Work instruction: Beneath this instruction is a listing; write out exactly the line that contains "of the tree" and each line after it to the last.

Data provided:

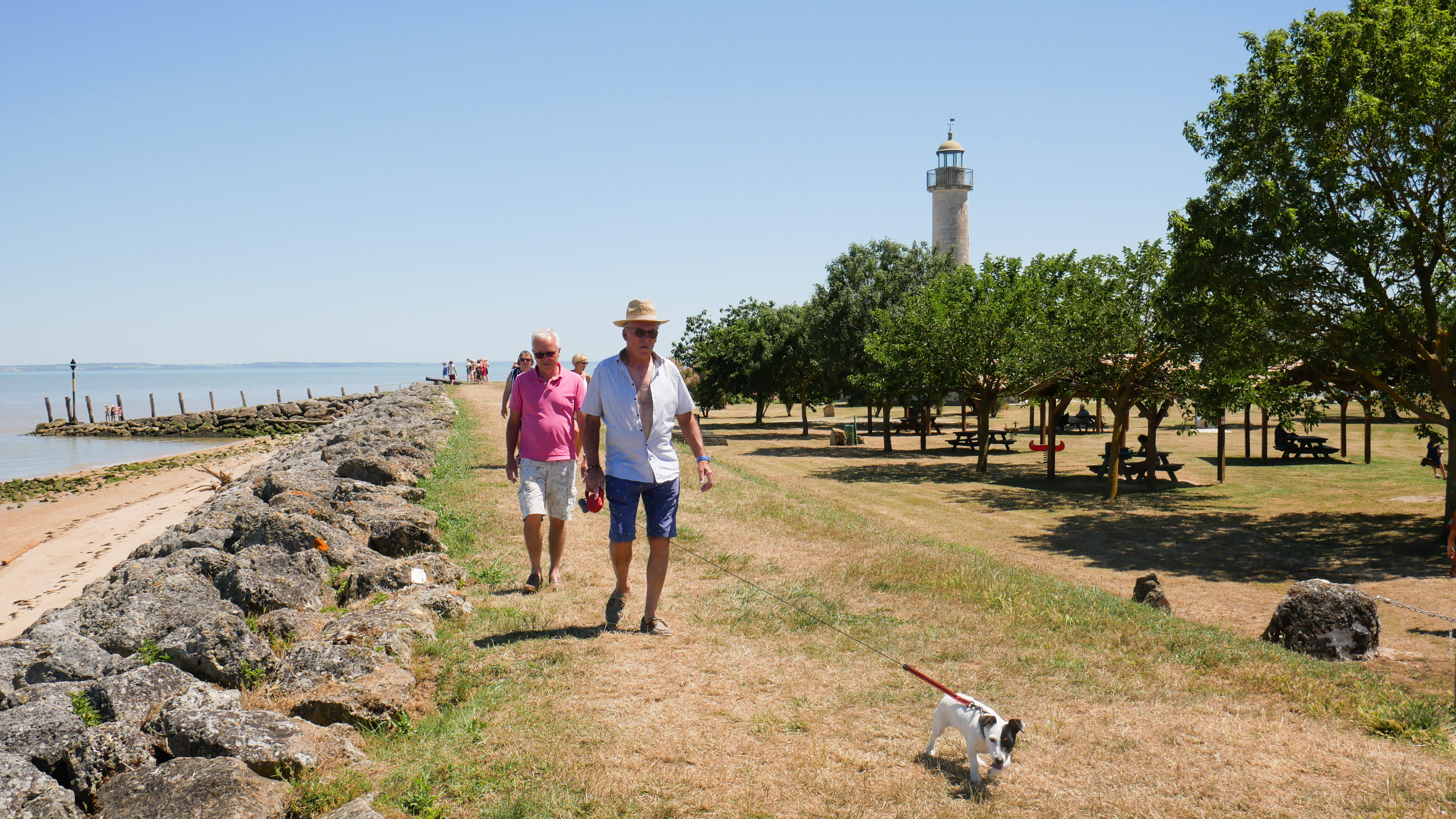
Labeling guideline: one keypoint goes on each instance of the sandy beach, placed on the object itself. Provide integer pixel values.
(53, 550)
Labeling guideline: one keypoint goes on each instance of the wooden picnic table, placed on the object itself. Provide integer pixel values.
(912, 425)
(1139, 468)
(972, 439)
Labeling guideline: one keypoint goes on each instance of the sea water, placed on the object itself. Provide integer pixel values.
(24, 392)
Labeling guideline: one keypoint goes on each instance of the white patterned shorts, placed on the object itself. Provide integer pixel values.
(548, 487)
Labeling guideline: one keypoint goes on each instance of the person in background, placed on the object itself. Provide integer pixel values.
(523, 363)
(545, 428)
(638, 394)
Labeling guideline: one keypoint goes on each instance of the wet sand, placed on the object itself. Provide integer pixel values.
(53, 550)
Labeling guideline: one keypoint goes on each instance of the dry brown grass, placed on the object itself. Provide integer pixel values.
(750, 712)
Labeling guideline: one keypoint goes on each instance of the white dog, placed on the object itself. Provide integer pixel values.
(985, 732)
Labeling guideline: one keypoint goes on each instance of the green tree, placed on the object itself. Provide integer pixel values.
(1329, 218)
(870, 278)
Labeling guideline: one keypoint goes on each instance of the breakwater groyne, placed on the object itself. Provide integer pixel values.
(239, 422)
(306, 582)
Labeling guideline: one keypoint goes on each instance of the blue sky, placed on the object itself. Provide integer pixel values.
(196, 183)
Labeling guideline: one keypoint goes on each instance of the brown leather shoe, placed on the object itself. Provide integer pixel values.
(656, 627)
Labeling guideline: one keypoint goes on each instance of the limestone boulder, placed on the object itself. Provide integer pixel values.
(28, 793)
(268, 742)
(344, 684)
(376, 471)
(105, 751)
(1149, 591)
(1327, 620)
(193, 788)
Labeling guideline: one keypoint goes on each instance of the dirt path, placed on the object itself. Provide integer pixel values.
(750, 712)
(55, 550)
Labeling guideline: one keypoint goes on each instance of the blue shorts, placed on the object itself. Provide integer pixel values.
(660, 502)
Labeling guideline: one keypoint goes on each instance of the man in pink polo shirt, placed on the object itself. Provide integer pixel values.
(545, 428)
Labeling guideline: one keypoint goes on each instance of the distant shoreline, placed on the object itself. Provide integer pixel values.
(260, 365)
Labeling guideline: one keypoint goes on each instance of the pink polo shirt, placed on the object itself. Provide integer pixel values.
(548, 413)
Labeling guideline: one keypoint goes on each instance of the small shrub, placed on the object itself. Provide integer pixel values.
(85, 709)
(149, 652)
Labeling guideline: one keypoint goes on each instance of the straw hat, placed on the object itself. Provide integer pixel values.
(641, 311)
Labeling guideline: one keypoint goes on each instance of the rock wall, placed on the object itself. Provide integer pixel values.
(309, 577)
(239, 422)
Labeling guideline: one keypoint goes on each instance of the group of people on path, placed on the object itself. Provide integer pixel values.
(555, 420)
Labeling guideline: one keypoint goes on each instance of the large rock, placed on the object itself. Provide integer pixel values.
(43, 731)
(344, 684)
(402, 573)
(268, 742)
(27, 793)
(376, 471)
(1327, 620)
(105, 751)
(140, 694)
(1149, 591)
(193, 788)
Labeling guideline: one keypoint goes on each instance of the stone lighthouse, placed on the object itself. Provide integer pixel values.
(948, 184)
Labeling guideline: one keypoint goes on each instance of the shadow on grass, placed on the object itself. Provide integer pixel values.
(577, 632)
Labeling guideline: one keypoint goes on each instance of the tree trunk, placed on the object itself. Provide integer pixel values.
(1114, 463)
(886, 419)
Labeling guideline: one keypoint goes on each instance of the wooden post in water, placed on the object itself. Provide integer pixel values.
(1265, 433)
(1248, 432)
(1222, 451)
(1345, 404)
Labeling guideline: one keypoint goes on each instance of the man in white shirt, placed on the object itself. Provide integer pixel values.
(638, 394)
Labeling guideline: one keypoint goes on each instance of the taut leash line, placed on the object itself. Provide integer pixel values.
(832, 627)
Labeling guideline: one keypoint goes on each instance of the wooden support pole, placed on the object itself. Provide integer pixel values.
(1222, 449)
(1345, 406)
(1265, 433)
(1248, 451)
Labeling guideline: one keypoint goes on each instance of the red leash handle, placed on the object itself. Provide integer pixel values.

Answer to the problem:
Labeling guideline: one keypoint goes on each instance of the tree trunk, placed on the object itself. Provide integer pixel values.
(1114, 463)
(886, 419)
Labeling guideline: one keypoint goes on each instance of the wooden post in water, placed on the object itself. Provide integer pixel values.
(1265, 433)
(1248, 432)
(1222, 451)
(1345, 404)
Labeling guideline: one keypoint goes on each instance of the man in white shirt, placed on the object itself. Provide integer pixel values.
(638, 394)
Labeling guideline: one keypoint goes on each instance of the taut leash line, placed on the object itself. Provide integer pixel values.
(832, 627)
Labeling guideline: one keypoint goes on each instance of the wooden support pole, placed on the object itself. Provide integer pixel values.
(1222, 449)
(1345, 406)
(1265, 433)
(1248, 451)
Labeling guideline: one keypoint goes on each instance of the red leash handle, placed on the object itself. Provide integer pixel values.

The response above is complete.